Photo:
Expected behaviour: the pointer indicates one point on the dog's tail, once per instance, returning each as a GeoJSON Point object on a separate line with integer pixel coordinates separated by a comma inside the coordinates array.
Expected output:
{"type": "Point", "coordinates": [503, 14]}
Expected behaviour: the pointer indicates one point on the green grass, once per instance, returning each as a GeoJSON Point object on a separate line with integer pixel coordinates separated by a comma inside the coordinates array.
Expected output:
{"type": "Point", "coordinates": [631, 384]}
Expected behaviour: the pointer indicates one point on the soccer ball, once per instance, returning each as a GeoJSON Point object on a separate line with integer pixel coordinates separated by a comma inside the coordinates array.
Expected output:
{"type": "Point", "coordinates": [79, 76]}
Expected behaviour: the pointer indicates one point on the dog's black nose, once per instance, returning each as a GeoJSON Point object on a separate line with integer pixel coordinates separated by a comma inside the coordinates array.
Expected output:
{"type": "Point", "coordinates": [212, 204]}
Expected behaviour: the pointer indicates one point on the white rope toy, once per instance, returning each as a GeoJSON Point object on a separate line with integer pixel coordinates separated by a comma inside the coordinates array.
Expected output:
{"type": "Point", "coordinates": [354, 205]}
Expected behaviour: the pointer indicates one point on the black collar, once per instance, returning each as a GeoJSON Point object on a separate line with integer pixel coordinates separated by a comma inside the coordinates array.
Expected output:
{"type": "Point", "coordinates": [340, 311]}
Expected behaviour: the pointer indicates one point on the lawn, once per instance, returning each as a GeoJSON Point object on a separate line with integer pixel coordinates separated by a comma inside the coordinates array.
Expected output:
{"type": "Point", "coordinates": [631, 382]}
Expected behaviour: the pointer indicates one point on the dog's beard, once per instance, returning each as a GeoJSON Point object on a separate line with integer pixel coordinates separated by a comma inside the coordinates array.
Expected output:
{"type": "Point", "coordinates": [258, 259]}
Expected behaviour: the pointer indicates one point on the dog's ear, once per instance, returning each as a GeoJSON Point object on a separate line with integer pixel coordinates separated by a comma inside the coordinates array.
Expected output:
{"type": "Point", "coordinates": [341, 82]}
◆ ◆ ◆ ◆
[과제 목표]
위 기록의 모든 줄을 처음부터 끝까지 한 글자도 바꾸지 않고 그대로 다시 옮겨 적어 주시겠어요?

[연습 정답]
Photo:
Expected behaviour: the pointer indicates one point on the dog's tail, once per instance, returning each as a GeoJSON Point object on a separate line with integer pixel coordinates separated by a comma inside the coordinates array.
Expected output:
{"type": "Point", "coordinates": [503, 14]}
Expected behaviour: the pointer indicates one point on the green grass, once per instance, returning each as a GeoJSON Point object on a separate line with integer pixel coordinates separated by a comma inside the coordinates array.
Expected output:
{"type": "Point", "coordinates": [631, 384]}
Expected behaviour: the pointer indicates one point on the soccer ball, once per instance, returning each as a GeoJSON Point object on a separate line with integer pixel coordinates separated by a comma inside the coordinates array.
Expected output:
{"type": "Point", "coordinates": [79, 76]}
Expected behaviour: the pointer indicates one point on the dog's black nose, once per instance, returning each as a GeoJSON Point object on a separate line with integer pixel coordinates separated by a comma inside the coordinates array.
Expected output:
{"type": "Point", "coordinates": [212, 204]}
Expected behaviour: the pointer indicates one point on the white rope toy, once per instance, returning each as a GeoJSON Point object on a separate line with integer pixel coordinates separated by a comma inside the coordinates array.
Expected output:
{"type": "Point", "coordinates": [354, 205]}
Expected behaviour: the pointer indicates one point on the black collar, once per instance, returning each as a GeoJSON Point object on a separate line with integer pixel coordinates separated by a comma inside the coordinates array.
Expected output:
{"type": "Point", "coordinates": [340, 311]}
Expected behaviour: the pointer indicates one point on the lawn, once per instance, returning each as a GeoJSON Point object on a separate line with integer pixel coordinates separated by a comma inside the coordinates array.
Expected output:
{"type": "Point", "coordinates": [631, 382]}
Expected behaviour: the pointer indicates one point on the dog's beard, once per instance, returning each as a GeoJSON Point object on a separate line with integer pixel coordinates separated by a comma inside the coordinates array.
Expected output:
{"type": "Point", "coordinates": [258, 259]}
Expected behaviour: the pointer indicates one point on the dog's ear, once per instance, returning each as a GeoJSON Point object on a separate line with integer pixel coordinates separated by a comma inside the coordinates array.
Expected output:
{"type": "Point", "coordinates": [341, 82]}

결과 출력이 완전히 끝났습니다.